▶ WHAT IS REQUIRED: Everything from the line containing "Teacher note to the class: pick out the empty" to the end of the records must be restated word for word, and nothing else.

---------- DATA SECTION ----------

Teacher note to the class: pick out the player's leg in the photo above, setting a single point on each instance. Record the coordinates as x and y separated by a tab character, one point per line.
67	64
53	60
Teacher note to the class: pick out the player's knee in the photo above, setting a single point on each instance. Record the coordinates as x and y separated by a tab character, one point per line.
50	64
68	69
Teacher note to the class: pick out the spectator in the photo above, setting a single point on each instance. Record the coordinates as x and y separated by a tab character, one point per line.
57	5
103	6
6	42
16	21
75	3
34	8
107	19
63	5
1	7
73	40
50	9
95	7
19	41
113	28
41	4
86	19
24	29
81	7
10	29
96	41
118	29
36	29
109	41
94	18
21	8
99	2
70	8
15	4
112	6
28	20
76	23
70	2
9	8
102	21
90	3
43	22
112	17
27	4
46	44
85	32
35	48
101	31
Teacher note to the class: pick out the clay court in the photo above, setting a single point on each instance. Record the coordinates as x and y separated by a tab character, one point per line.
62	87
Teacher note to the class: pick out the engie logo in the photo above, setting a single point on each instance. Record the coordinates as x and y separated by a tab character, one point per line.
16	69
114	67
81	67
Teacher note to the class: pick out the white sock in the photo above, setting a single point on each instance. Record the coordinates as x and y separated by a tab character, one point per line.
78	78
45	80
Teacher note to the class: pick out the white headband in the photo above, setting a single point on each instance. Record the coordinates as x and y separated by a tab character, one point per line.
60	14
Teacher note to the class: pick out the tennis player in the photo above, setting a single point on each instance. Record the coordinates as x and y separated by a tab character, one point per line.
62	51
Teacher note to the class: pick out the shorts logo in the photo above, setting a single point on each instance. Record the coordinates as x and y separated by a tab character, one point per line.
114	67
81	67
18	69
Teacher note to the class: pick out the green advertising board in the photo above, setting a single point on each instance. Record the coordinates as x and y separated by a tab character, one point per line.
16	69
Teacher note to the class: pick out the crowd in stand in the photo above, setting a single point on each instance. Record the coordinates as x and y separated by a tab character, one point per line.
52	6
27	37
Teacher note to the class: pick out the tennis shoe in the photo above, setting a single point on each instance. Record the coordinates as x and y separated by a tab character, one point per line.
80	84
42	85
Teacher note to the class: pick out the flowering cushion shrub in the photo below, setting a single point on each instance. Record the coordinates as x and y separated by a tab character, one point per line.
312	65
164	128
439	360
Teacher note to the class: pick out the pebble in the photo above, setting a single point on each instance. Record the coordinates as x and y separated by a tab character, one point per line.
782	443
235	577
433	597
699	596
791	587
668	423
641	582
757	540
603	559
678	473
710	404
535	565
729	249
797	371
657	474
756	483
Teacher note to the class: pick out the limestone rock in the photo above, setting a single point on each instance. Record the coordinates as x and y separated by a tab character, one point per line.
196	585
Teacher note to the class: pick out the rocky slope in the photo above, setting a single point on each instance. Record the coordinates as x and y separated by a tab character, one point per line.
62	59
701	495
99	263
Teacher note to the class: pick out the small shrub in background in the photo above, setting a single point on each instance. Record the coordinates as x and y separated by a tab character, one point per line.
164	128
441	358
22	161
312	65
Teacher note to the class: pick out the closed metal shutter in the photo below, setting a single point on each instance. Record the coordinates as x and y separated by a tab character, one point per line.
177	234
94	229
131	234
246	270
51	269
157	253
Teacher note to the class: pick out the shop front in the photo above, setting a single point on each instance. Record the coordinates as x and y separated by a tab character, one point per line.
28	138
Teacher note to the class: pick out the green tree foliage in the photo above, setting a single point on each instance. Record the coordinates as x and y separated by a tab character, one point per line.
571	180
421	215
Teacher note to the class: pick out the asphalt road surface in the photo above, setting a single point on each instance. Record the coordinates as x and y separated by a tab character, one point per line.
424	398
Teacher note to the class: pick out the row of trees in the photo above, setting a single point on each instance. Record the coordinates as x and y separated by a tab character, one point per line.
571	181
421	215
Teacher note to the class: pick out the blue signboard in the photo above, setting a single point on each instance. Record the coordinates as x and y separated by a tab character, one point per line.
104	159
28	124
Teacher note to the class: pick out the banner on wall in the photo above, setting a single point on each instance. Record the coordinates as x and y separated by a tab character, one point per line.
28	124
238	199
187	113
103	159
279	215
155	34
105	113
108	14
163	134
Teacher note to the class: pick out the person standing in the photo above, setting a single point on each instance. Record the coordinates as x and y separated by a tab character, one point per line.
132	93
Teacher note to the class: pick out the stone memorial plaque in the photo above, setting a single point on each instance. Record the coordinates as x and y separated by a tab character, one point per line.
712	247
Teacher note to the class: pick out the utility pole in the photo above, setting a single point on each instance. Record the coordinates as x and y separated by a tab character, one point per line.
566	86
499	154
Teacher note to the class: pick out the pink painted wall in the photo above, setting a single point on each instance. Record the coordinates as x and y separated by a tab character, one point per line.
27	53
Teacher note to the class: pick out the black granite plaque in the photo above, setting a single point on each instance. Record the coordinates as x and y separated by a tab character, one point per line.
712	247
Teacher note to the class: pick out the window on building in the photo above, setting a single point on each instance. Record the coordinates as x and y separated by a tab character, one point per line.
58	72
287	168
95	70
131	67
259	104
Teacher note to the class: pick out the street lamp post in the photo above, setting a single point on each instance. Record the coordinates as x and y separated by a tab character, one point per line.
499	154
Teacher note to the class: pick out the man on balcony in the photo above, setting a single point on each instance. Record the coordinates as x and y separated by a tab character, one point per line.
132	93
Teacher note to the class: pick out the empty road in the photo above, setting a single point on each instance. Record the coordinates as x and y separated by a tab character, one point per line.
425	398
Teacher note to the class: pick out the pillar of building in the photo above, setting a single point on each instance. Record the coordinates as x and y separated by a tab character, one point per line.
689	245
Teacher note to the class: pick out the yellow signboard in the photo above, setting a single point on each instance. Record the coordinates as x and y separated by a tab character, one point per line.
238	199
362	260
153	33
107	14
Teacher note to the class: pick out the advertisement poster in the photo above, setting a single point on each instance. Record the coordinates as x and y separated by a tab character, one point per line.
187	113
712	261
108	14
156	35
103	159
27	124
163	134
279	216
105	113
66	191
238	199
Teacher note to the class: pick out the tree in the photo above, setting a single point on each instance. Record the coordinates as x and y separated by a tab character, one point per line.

----------

▶ TASK OUTPUT:
Teacher note to the class: pick out the empty road in the photo above, setting a single point on each instance. Record the coordinates as x and y separated by a tab character, one point per line.
425	398
Teacher note to the class: pick out the pillar of building in the photo above, setting a single point on each instance. Record the coordinates as x and y separated by a tab character, one point per line.
689	245
Teacher note to the class: pick out the yellow signboard in the photo above, setting a single point on each instance. Record the coordinates as x and y separated by a tab character, one point per line.
238	199
362	260
153	33
107	14
Teacher note to the class: pick out the advertisement poster in the photo above, setting a single point on each instance. Record the coordinates as x and y separated by a tab character, one point per line.
187	113
712	261
108	14
156	35
103	159
27	124
163	134
279	216
105	113
66	191
238	199
Teacher note to the class: pick out the tree in the photo above, setting a single point on each instance. Record the coordinates as x and y separated by a tab character, one point per line.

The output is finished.